SELECTED TEXT →
%%

Bandi is the Korean word for firefly. It is the pseudonym of an anonymous dissident writer still living in North Korea. In 1989, Bandi began to write a series of stories about life under Kim Il-sung's totalitarian regime. The Accusation provides a unique and shocking window on this most secretive of countries. Bandi's profound, deeply moving, vividly characterised stories tell of ordinary men and women facing the terrible absurdity of daily life in North Korea: a factory supervisor caught between loyalty to an old friend and loyalty to the Party; a woman struggling to feed her husband through the great famine; the staunch Party man whose actor son reveals to him the absurd theatre of their reality; the mother raising her child in a world where the all-pervasive propaganda is the very stuff of childhood nightmare. The Accusation is a heartbreaking portrayal of the realities of life in North Korea. It is also a reminder that humanity can sustain hope even in the most desperate of circumstances - and that the courage of free thought has a power far beyond those seek to suppress it.

%%

(Source records)
%%

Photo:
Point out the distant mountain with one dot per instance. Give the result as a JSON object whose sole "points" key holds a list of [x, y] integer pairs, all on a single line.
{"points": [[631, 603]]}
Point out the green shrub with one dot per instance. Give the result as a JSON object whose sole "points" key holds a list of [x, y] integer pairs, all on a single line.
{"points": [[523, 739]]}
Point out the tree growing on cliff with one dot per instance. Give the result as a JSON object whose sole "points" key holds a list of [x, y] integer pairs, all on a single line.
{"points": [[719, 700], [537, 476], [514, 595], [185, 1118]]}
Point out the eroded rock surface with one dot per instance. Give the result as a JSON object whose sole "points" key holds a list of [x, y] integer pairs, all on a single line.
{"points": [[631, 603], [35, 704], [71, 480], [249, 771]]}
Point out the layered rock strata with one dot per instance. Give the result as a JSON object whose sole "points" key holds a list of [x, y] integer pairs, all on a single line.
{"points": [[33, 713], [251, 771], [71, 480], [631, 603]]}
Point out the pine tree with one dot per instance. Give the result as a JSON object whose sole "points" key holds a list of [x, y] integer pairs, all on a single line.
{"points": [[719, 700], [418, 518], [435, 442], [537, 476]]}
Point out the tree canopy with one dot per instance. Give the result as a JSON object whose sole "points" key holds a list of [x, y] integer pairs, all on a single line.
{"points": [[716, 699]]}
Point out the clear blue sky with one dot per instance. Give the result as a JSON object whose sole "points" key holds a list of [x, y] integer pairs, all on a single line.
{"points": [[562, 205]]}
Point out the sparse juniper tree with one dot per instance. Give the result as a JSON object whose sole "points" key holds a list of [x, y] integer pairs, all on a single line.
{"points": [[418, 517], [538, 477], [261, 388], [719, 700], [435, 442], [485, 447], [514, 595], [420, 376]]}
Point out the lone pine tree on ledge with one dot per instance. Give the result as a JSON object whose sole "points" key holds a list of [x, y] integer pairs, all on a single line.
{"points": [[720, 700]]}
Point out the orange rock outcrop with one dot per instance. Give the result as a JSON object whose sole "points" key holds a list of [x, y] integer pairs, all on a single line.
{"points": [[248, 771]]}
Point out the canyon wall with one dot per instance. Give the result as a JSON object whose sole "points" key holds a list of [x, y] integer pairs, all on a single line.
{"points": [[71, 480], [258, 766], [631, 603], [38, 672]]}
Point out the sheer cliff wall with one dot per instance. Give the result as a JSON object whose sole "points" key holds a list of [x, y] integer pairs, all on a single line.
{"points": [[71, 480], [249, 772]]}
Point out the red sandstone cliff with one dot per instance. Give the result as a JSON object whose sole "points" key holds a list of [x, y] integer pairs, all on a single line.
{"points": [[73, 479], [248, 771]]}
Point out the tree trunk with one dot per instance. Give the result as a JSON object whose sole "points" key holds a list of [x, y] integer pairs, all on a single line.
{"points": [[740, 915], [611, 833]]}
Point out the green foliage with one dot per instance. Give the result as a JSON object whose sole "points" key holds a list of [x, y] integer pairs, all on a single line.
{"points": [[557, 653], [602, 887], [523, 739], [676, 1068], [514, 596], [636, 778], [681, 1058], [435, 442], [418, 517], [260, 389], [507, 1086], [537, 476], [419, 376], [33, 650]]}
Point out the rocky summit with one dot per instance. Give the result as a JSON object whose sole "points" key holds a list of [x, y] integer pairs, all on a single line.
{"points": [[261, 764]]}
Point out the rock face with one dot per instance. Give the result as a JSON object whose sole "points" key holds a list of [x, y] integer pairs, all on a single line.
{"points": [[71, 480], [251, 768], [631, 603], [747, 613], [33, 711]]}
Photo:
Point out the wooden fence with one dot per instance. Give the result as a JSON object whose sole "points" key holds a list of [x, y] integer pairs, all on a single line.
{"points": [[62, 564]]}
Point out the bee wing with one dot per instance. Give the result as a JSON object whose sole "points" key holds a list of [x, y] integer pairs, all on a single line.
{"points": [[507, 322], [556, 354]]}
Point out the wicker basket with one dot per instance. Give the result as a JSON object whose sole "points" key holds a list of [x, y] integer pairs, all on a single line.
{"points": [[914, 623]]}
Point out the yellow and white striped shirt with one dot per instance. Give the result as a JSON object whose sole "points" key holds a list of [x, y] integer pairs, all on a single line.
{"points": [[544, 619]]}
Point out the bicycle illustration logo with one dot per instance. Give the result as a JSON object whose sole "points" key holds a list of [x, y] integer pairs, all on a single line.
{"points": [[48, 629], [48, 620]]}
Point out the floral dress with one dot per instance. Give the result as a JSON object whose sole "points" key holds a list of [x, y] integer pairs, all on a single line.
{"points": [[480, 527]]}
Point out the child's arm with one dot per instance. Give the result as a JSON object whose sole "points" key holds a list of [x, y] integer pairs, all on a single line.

%%

WHAT YOU WILL DO → Continue the passage describing The Accusation, beginning after its final sentence.

RESULT OF THE TASK →
Bandi's translator is Deborah Smith, whose other translations from Korean include two novels by Han Kang, The Vegetarian and Human Acts, and two by Bae Suah, A Greater Music and Recitation. In 2015 Deborah completed a PhD at SOAS on contemporary Korean literature and founded Tilted Axis Press. In 2016 she won the Arts Foundation Award for Literary Translation. She tweets as @londonkoreanist.

Below, exclusively for Foyles, we talked to Deborah about the characteristics of North Korean fiction, and the urgent, oral quality of Bandi's writing, how and why she became a translator of Korean literature and why she is feeling encouraged by the current state of ficiton in translation in the UK.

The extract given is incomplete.